Required work: Please gather every line below that contains the string "shorts" and copy each of those lines in full. Case counts.

>>>

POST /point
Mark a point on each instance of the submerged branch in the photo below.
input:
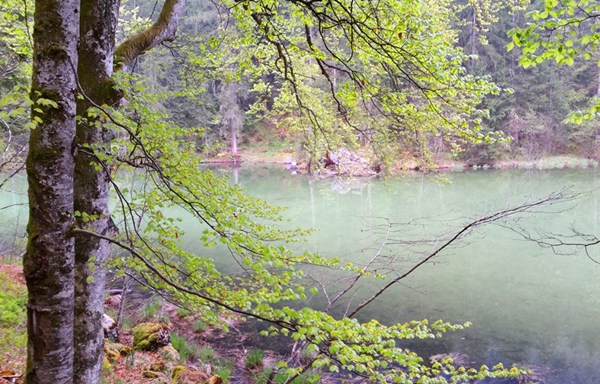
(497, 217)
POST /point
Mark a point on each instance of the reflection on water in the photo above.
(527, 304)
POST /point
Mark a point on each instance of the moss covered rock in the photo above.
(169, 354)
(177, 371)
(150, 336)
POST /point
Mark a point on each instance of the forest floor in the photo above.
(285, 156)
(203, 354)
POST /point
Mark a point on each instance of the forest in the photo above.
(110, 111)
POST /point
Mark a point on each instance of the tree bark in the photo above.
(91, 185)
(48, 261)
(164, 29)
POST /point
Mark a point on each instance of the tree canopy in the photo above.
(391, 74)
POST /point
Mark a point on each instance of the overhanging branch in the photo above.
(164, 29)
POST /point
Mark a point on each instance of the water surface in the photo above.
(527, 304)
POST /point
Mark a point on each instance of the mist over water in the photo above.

<<<
>>>

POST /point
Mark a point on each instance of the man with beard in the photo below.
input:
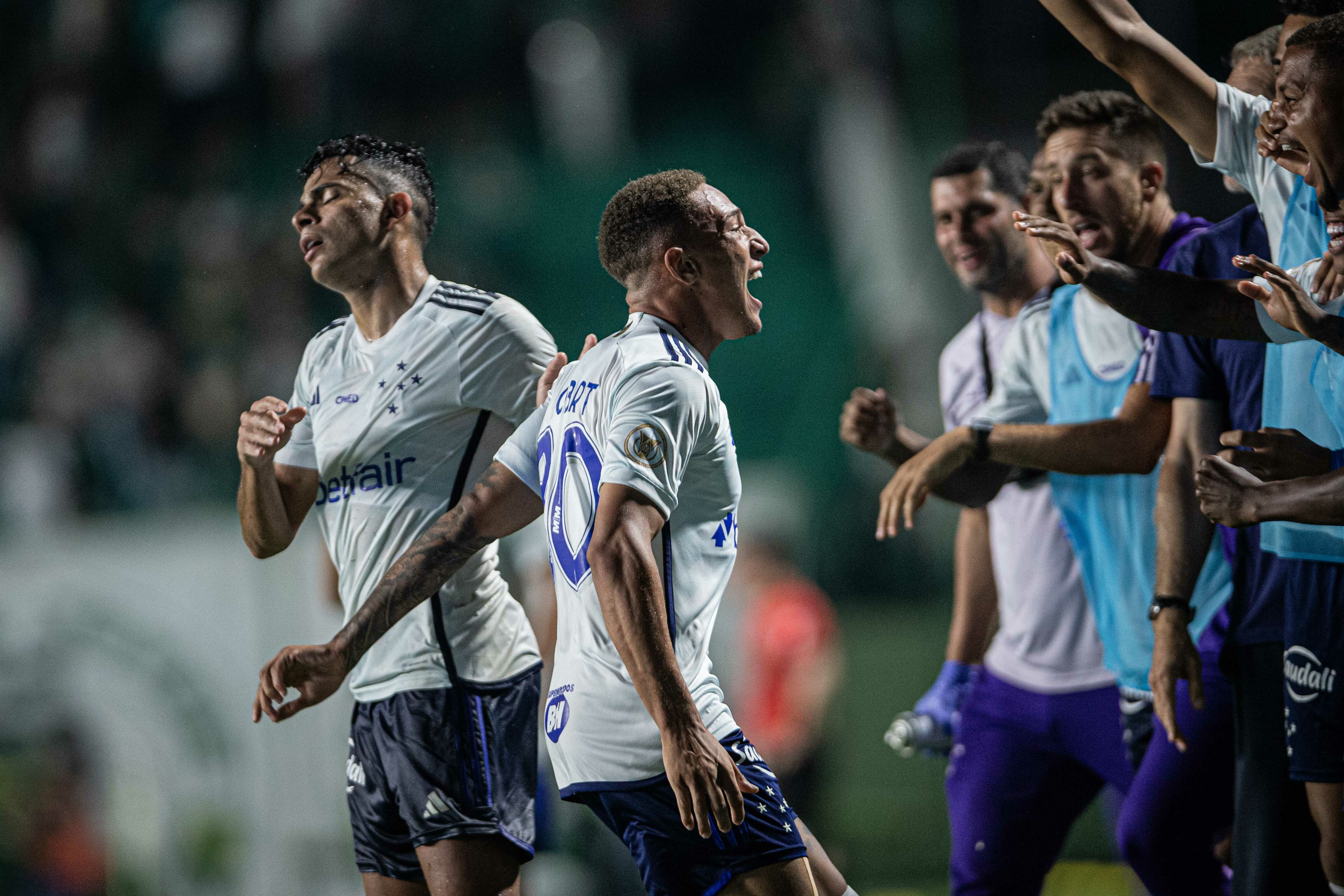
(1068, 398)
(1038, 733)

<<<
>>>

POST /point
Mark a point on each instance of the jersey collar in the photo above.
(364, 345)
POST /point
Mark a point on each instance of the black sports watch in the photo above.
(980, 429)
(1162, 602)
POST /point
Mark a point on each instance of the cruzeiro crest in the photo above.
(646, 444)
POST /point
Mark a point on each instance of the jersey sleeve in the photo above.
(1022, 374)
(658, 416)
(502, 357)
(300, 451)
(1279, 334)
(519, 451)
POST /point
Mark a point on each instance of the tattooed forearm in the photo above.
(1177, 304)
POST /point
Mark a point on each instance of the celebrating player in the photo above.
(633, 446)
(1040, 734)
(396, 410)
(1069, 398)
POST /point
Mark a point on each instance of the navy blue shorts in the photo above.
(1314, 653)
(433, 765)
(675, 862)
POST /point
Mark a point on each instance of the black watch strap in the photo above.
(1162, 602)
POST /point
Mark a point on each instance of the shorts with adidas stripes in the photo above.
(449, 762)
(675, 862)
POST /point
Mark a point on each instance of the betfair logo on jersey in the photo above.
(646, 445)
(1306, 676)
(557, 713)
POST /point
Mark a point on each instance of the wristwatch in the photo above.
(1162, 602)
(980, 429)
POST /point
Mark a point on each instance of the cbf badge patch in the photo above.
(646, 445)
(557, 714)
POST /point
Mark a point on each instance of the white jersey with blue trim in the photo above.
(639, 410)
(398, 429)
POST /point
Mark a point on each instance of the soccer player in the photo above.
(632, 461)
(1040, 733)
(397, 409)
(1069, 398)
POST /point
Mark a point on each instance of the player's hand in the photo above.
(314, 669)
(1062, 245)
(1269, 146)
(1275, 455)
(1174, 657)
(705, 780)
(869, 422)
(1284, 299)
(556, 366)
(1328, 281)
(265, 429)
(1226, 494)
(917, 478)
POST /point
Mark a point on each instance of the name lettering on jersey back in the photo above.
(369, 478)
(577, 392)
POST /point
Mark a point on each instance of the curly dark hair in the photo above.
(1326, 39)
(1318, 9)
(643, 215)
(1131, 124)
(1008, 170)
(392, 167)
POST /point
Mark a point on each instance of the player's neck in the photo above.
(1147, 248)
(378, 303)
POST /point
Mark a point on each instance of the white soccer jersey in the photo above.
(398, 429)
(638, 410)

<<<

Answer to this exercise:
Mark a point on each instance of the navy blue shorts in the photo above.
Mark a point on each instance of the shorts with adidas stripes in the photo above.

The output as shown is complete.